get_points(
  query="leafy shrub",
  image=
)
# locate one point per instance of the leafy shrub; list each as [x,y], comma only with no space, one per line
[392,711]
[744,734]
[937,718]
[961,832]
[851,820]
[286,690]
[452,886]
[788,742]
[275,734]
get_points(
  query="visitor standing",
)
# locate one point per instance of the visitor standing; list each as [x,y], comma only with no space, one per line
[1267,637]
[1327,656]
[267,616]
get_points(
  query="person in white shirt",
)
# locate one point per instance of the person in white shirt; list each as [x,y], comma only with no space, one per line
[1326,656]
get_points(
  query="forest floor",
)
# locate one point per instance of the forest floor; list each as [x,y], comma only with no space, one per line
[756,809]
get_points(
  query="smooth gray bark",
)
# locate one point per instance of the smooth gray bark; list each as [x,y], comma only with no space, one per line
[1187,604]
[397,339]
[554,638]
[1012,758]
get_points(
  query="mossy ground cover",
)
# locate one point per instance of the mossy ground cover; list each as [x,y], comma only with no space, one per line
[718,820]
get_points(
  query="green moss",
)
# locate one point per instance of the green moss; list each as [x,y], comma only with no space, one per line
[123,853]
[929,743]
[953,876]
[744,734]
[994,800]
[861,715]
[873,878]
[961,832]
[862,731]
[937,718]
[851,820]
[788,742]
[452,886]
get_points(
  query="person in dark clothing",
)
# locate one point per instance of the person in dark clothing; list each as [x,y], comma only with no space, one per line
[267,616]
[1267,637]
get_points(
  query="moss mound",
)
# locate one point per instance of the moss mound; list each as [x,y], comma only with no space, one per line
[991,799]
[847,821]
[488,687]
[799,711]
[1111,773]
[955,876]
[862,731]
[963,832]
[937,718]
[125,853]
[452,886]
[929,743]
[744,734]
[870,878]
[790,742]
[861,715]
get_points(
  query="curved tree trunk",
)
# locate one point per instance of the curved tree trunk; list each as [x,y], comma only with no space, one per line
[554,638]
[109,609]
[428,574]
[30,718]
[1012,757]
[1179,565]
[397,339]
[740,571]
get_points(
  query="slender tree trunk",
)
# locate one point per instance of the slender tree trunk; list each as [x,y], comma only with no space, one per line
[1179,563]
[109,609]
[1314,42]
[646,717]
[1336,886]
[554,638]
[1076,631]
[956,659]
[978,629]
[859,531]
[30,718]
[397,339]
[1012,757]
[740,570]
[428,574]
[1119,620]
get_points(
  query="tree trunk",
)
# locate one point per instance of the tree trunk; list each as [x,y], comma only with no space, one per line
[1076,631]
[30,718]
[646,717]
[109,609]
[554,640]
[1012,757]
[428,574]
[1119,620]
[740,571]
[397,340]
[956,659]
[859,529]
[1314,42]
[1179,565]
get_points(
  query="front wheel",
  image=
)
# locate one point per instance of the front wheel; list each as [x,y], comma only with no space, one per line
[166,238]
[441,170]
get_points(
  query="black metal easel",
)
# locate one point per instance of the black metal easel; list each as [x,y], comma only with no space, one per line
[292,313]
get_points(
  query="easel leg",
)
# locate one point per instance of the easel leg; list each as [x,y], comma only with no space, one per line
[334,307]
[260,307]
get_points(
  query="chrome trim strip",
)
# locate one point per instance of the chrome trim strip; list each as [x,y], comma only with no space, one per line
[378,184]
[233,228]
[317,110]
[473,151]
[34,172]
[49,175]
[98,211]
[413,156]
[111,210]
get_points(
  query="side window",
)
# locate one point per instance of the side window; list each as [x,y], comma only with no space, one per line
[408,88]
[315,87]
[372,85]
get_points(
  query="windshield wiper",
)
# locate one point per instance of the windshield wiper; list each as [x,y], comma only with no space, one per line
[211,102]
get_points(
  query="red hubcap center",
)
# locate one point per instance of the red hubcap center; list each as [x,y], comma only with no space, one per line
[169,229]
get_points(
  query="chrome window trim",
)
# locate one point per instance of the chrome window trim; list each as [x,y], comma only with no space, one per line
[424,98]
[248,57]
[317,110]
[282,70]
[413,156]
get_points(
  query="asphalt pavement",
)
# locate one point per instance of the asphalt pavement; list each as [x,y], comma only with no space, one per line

------------------------------------------------

> [TASK REQUIREMENTS]: Nothing in the records above may be left out when you repeat them exactly.

> [ANSWER TO THIS PROBLEM]:
get_points(
  query="leafy shrub",
  image=
)
# locate one point per instance of the leafy shrub; list each as [x,y], comma only with no space, one per line
[392,711]
[744,734]
[937,718]
[961,832]
[851,820]
[286,690]
[452,886]
[788,742]
[275,734]
get_points(
  query="visitor standing",
)
# locate one point per instance of the visitor standing; list each as [x,y], comma only with no space, one per line
[1267,637]
[1327,656]
[267,616]
get_points(
  query="person in white shirt",
)
# locate one point per instance of the person in white shirt; list each as [x,y], comma only with no space, one per line
[1326,656]
get_points(
  query="forest floor",
)
# locate one point per instance of the forest floor; list each as [x,y], comma only with no space, one per line
[756,809]
get_points(
  query="smooth gray bark",
)
# locate one point per instance of the smooth gray bark; list each as [x,y], comma only with no space, one per line
[1187,604]
[397,339]
[554,638]
[1012,758]
get_points(
  query="mossy ground cover",
)
# locate one point per instance of the mossy ground cover; list each as [x,y], comma only with no space, one per line
[718,820]
get_points(
  query="green moss",
)
# locate one point per instance of the green moss; list each as [x,y], comma only with no space, one per line
[123,853]
[929,743]
[953,876]
[744,734]
[994,800]
[861,715]
[873,878]
[961,832]
[862,731]
[937,718]
[851,820]
[788,742]
[452,886]
get_points(
  query="person in dark clothing",
)
# locate one point per instance of the person in dark clothing; list each as [x,y], comma only with no space, one per line
[267,616]
[1267,637]
get_points(
  query="moss mound",
)
# locate one point per instance of the moss mound; list each as [x,y], comma only with no space, one per line
[991,799]
[847,821]
[488,687]
[799,711]
[1111,773]
[955,876]
[862,731]
[963,832]
[937,718]
[125,853]
[452,886]
[929,743]
[744,734]
[870,878]
[790,742]
[861,715]
get_points(
  query="curved tree trunk",
)
# locate one point per instance of the curved tree trunk; list each as [x,y], comma only with no space, one per line
[554,638]
[109,609]
[428,574]
[30,718]
[1012,757]
[1179,565]
[397,339]
[740,571]
get_points(
  query="slender tree trunk",
)
# locate one point per instance of the slender tree trunk; list each as [x,y], comma only with no space, one per line
[1179,563]
[109,609]
[1314,42]
[646,717]
[1336,886]
[554,638]
[1076,631]
[956,659]
[978,629]
[859,531]
[30,718]
[397,339]
[1012,757]
[740,570]
[428,574]
[1119,620]
get_points(
  query="tree trunk",
)
# locate one point per instance of the tree trunk; list each as [x,y], comma only with no space, one per line
[1076,631]
[30,718]
[646,717]
[109,609]
[554,640]
[1012,757]
[428,574]
[1119,620]
[740,571]
[397,340]
[956,659]
[859,529]
[1314,42]
[1179,565]
get_points(
  query="front wheel",
  image=
)
# locate one point per instance of the front wheel; list each as [x,y], comma only with no space, one per line
[166,238]
[441,170]
get_points(
  query="black metal easel",
)
# locate one point per instance of the black metal easel; list each as [x,y], comma only with no space, one per line
[292,313]
get_points(
  query="easel leg",
)
# locate one point per instance of the easel leg; list each as [x,y], comma only with no space, one per line
[334,307]
[260,307]
get_points(
  query="chrome trim strip",
)
# locate one point per instance of the chrome trim strip; list each as [x,y], comma only with no space, one per line
[378,184]
[233,228]
[317,110]
[473,151]
[34,172]
[49,175]
[98,211]
[413,156]
[111,210]
get_points(
  query="side window",
)
# locate one point per instance of the side window; list each as [x,y], comma only with no space, one per line
[408,88]
[315,87]
[372,85]
get_points(
  query="windshield wiper",
)
# locate one point per instance of the windshield wiper; list each as [x,y], comma only with no space, one per line
[211,102]
get_points(
  query="red hubcap center",
)
# locate one point per instance of the red hubcap center; list each as [x,y], comma only with no space, one per line
[169,229]
get_points(
  query="chrome window trim",
)
# locate one point per instance of the chrome window trim; list each as [x,y], comma only with no space, one per line
[424,98]
[248,57]
[317,110]
[282,70]
[413,156]
get_points(
  query="asphalt pavement",
)
# locate one point per instance of the asphalt pavement; list each as [x,y], comma only with no space, one per line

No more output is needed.